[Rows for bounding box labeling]
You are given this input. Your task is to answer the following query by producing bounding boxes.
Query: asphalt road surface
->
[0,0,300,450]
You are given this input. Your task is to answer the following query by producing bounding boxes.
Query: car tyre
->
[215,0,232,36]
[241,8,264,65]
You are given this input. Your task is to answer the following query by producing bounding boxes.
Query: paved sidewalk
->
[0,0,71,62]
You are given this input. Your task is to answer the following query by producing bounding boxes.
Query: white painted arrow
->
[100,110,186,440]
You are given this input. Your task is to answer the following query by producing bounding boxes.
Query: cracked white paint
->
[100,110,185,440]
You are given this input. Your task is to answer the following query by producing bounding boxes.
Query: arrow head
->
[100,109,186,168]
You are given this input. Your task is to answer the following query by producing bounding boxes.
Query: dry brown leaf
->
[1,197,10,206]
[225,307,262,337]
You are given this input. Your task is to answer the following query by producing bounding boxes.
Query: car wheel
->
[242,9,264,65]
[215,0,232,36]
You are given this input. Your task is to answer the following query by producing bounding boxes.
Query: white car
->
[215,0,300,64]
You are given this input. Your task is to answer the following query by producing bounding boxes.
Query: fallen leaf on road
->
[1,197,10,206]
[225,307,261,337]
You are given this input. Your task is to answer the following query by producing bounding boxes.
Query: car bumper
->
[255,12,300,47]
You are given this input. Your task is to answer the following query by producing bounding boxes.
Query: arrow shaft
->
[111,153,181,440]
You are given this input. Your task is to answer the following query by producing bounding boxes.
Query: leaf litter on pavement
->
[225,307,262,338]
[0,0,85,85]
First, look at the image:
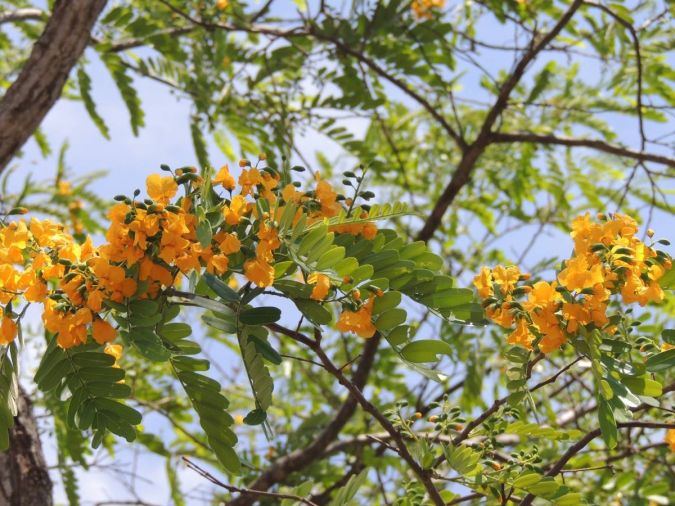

*What this task involves*: Output everything from the first of the rows down to the line containing "[111,153,181,440]", inclusive, as a Markdown table with the columns Number and Line, skipping any blank lines.

*Result below*:
| Number | Line |
|---|---|
| 1 | You are given this input. Your task is to answer the following query by producing bounding boxes. |
| 2 | Query: asphalt road surface |
| 3 | -> |
| 4 | [0,0,300,450] |
| 5 | You are given this input. Your task is to answer the following query by producing bounding boxes. |
| 6 | Query: car tyre |
| 7 | -> |
| 8 | [215,0,232,36] |
| 9 | [241,8,264,65] |
| 10 | You are given this input. Your task is to answer the following query by producing bounding boxes. |
| 11 | Query: paved sidewalk |
| 12 | -> |
| 13 | [0,0,71,62] |
| 14 | You are given this input. Your task is to answer the following query by producing bounding boxes. |
| 15 | Query: white painted arrow |
| 16 | -> |
| 17 | [100,110,186,440] |
| 18 | You are given this input. Your task is to answer the following query by producing bounding boxes. |
| 19 | Query: cracked white paint |
| 20 | -> |
| 21 | [100,110,185,440] |
| 22 | You are given this input. Your task is to answer the following query by producing bounding boxes. |
| 23 | Query: arrow head |
| 24 | -> |
| 25 | [100,109,186,168] |
| 26 | You are given this input. Your task is to answer the following query by producing bounding boxes. |
| 27 | Query: dry brown leaf |
| 28 | -> |
| 29 | [1,197,10,206] |
| 30 | [225,307,262,337] |
| 31 | You are given this input. Your task is to answer the following query by producing bounding boxes. |
| 32 | Query: car wheel |
| 33 | -> |
| 34 | [242,9,264,65] |
| 35 | [215,0,232,36] |
| 36 | You are given this input. Your task is to answer the following query by producing bounding boxes. |
| 37 | Query: white car |
| 38 | -> |
| 39 | [215,0,300,64] |
| 40 | You are given this input. Your task is to answer the following query by producing bounding boxes. |
| 41 | Query: fallen leaf on road |
| 42 | -> |
| 43 | [1,197,10,206] |
| 44 | [225,307,261,337] |
| 45 | You are given this input. Your task is to answer the following query by producing bounding boxes. |
| 46 | Query: car bumper |
| 47 | -> |
| 48 | [255,12,300,47] |
| 49 | You are given this input. Your task is to answer the following query by producing bounding boxes. |
| 50 | Query: arrow shaft |
| 51 | -> |
| 52 | [111,153,181,440] |